PROBLEM TO WORK ON: Your task is to restate exactly the lines from the one holding "Would you be able to point at the wooden post" to the end of the entries below, inclusive.

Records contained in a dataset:
^^^^

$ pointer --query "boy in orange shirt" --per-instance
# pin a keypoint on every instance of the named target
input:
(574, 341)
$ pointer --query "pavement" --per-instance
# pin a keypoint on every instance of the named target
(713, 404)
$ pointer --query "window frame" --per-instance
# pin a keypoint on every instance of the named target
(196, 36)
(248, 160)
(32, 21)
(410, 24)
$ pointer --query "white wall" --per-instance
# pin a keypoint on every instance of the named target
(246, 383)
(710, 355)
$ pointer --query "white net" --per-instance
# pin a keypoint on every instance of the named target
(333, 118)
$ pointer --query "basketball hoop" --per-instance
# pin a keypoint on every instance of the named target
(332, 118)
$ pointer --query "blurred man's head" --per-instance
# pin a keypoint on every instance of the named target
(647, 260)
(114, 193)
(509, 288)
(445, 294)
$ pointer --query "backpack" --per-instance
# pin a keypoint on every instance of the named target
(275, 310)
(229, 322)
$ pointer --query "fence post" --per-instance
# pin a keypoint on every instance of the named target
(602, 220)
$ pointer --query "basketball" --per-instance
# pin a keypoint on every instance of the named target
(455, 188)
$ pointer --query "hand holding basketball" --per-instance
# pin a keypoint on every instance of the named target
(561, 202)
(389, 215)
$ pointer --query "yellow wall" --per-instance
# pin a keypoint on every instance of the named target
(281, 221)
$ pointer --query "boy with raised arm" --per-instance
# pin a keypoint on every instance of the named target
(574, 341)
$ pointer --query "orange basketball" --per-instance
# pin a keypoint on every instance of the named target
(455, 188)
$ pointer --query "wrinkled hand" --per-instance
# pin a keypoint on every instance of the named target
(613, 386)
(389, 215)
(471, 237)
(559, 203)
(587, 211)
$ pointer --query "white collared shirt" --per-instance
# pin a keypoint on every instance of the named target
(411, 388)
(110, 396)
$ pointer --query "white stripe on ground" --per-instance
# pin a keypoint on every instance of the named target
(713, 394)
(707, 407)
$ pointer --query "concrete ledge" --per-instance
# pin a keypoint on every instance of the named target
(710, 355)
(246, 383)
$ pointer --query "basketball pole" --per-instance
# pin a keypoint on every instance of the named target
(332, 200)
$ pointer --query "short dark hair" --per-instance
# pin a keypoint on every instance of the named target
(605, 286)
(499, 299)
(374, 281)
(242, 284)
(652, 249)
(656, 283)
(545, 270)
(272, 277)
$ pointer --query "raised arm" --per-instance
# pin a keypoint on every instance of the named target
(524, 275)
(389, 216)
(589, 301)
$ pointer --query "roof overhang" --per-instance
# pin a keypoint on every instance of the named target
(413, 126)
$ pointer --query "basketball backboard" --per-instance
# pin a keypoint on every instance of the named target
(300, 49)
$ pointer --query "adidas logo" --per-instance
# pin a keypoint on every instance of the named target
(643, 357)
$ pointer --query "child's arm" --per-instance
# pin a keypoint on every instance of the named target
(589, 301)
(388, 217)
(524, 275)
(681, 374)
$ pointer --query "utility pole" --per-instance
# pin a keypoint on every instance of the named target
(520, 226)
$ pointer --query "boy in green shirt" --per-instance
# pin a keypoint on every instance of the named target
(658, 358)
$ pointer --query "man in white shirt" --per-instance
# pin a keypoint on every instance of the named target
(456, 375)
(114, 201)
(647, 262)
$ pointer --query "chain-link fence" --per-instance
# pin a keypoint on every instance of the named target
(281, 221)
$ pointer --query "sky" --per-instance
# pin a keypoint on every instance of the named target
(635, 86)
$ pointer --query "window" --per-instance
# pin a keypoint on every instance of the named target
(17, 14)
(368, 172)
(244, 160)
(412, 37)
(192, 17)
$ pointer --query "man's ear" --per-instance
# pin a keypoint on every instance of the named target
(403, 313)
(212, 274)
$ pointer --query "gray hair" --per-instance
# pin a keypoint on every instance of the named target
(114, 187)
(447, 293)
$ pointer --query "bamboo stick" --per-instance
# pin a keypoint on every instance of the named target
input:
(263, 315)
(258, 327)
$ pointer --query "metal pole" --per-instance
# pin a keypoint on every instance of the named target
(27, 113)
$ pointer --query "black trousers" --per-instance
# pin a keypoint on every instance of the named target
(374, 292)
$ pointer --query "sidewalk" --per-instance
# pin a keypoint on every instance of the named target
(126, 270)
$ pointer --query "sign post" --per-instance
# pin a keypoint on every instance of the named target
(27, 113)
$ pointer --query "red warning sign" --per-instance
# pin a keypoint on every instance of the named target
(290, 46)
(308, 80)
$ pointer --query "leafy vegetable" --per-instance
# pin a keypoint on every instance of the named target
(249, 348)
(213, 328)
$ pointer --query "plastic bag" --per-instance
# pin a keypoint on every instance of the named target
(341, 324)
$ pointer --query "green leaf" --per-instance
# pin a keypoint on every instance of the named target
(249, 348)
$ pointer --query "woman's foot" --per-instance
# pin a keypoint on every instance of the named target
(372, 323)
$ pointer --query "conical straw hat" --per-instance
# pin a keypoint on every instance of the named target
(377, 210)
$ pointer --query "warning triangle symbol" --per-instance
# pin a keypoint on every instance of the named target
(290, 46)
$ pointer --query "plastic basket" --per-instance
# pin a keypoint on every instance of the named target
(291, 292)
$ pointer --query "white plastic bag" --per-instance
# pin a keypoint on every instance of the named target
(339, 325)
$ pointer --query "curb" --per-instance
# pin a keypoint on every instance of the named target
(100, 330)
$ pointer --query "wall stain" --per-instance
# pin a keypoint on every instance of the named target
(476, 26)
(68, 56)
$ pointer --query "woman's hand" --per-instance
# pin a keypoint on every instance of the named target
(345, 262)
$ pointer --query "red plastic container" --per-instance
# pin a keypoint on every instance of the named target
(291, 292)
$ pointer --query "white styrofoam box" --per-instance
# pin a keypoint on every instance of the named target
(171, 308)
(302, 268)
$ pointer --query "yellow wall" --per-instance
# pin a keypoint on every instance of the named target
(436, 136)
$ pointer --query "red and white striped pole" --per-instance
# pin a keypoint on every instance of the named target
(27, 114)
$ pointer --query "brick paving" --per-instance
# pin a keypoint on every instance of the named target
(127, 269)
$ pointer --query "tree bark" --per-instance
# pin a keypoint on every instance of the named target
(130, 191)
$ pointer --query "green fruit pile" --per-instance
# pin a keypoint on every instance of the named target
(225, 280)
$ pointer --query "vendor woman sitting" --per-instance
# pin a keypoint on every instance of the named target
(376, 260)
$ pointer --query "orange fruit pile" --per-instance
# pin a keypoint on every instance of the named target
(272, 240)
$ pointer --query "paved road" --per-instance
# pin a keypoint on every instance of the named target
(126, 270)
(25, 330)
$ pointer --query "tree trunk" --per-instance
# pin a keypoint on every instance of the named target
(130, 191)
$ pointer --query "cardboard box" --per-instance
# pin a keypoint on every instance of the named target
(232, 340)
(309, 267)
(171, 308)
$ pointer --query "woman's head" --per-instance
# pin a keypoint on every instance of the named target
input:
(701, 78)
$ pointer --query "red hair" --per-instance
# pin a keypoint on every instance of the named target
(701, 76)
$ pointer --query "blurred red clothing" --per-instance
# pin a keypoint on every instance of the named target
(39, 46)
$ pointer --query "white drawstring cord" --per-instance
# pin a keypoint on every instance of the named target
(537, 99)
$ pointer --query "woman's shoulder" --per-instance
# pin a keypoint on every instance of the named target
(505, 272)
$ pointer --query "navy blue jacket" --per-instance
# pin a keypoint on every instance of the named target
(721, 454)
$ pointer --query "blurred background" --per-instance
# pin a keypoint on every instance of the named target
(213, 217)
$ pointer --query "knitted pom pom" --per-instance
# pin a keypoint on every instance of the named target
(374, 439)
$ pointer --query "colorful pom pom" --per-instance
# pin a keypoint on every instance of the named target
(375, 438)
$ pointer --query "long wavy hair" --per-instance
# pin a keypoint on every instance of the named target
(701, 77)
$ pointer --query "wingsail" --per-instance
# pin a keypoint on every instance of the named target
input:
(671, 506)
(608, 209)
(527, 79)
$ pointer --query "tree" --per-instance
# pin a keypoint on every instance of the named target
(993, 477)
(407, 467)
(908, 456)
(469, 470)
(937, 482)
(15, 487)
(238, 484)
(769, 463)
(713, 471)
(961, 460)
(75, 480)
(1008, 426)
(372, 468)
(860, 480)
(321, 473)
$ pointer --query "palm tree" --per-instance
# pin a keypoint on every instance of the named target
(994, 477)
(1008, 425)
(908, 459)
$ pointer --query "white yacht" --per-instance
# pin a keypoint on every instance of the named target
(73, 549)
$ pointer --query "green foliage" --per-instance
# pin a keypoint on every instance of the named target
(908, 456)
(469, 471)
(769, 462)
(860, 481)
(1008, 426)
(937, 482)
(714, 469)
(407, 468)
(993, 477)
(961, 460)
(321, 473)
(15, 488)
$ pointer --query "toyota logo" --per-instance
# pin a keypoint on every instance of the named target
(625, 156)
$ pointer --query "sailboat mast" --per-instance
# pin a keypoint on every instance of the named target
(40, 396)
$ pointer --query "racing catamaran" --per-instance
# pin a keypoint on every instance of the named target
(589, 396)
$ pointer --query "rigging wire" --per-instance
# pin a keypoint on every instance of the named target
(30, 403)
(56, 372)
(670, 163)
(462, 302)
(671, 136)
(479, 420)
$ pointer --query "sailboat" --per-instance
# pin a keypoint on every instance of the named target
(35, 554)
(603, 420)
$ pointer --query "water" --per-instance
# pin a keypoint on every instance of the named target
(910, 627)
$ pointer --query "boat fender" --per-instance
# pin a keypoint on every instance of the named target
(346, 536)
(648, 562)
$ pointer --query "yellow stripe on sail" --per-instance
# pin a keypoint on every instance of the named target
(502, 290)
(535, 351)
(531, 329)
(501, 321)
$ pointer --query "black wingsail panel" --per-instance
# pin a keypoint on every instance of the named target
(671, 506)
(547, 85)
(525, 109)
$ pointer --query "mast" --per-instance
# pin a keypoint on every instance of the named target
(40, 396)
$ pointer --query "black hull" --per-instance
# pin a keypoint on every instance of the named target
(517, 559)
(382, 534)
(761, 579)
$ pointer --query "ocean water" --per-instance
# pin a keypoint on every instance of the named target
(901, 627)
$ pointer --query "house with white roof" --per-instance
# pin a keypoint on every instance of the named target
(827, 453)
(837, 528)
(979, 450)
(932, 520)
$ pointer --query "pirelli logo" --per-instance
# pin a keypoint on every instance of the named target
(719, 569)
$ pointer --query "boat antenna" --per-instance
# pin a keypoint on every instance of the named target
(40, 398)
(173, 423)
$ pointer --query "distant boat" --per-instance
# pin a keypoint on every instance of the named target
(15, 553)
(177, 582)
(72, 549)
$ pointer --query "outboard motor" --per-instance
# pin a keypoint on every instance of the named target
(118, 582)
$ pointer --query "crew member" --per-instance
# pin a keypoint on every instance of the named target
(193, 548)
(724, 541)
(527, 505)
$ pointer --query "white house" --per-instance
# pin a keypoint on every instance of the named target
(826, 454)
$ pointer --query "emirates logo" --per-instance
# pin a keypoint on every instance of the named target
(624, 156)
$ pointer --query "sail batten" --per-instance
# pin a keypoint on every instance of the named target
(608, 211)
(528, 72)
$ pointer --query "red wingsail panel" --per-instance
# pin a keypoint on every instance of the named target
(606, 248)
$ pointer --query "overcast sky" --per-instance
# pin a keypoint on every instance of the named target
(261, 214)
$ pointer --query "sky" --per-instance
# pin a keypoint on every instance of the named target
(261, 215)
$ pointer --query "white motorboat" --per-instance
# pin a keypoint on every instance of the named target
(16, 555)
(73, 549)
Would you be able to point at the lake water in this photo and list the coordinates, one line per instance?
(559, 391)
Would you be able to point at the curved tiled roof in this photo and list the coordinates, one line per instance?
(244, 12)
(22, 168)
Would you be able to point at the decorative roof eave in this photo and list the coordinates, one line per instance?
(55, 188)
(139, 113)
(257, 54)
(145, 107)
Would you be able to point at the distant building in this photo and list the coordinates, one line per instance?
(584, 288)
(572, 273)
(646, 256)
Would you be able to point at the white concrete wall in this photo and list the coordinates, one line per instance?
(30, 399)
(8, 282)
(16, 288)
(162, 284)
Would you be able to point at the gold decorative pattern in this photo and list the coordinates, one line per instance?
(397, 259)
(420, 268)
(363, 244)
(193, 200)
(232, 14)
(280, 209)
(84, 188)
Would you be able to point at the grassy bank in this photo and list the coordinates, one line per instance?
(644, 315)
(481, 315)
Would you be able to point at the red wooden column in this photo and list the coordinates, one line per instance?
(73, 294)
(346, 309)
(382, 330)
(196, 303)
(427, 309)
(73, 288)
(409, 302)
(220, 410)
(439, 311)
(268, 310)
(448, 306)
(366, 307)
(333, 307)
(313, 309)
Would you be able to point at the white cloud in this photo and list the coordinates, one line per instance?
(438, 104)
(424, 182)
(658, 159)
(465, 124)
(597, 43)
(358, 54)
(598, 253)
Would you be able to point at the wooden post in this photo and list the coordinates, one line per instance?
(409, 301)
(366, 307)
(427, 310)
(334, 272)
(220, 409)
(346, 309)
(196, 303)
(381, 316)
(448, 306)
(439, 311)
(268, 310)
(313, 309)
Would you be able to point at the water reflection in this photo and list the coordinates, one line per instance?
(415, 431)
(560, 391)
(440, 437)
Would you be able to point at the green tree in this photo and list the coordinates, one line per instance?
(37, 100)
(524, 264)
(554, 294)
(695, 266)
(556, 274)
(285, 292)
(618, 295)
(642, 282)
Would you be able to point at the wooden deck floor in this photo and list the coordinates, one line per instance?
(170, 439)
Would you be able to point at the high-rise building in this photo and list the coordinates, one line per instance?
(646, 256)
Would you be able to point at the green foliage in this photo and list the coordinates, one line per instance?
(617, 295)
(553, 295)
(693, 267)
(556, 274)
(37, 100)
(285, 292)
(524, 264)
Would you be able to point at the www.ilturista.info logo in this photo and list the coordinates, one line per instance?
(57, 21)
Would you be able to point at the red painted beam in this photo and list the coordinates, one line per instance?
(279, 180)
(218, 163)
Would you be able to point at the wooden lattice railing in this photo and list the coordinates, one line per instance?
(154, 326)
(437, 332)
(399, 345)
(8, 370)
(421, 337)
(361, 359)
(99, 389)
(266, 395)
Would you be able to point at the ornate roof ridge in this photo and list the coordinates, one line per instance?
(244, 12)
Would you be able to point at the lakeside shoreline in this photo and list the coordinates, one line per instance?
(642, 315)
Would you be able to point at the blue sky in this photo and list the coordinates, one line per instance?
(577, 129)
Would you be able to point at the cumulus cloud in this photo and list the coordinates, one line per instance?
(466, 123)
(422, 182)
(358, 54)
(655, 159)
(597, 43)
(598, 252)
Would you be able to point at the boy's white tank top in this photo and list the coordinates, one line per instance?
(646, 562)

^^^^

RESULT:
Would you be able to point at the wooden post in this photo and list the coordinates, one line per instance?
(409, 301)
(366, 307)
(427, 310)
(334, 272)
(220, 409)
(346, 309)
(196, 303)
(381, 316)
(448, 306)
(439, 311)
(268, 310)
(313, 309)
Would you be able to point at the water reflection in this photo and list the coordinates, one line per instance?
(415, 431)
(560, 391)
(440, 437)
Would you be able to point at the green tree in this photo and list the coordinates, one line per instance?
(37, 100)
(524, 264)
(554, 294)
(695, 266)
(556, 274)
(285, 292)
(618, 295)
(642, 282)
Would you be able to point at the wooden deck floor in this photo and list the coordinates, one line per instance?
(170, 439)
Would you be able to point at the high-rise building in this photo and list the coordinates, one line per instance?
(646, 256)
Would you be able to point at the green foliage in this photo and list the coordinates, one line per instance?
(617, 295)
(553, 295)
(693, 267)
(556, 274)
(37, 100)
(285, 292)
(524, 264)
Would you be able to point at the www.ilturista.info logo in this photo and list the coordinates, one line per instance?
(57, 21)
Would you be able to point at the red painted beam in this photo and list the coordinates, one line per instance?
(279, 180)
(218, 163)
Would you be able to point at the wooden lattice railing in this photo and list the coordinates, one line per instance?
(154, 326)
(437, 332)
(399, 345)
(8, 370)
(421, 337)
(361, 359)
(99, 389)
(266, 395)
Would you be able to point at the ornate roof ridge in this photo and list the coordinates, one line per instance?
(244, 12)
Would you be able to point at the lakeside shoreline in this photo and list the coordinates, one line per instance?
(642, 315)
Would you be able to point at the blue sky in this photo and list the coordinates, one line per instance?
(577, 129)
Would you be able to point at the cumulus cloud in this photo and list the coordinates, one line per instance?
(466, 123)
(422, 182)
(358, 54)
(655, 159)
(597, 43)
(598, 252)
Would you be able to point at the boy's white tank top in this photo and list the coordinates, one line per instance?
(646, 562)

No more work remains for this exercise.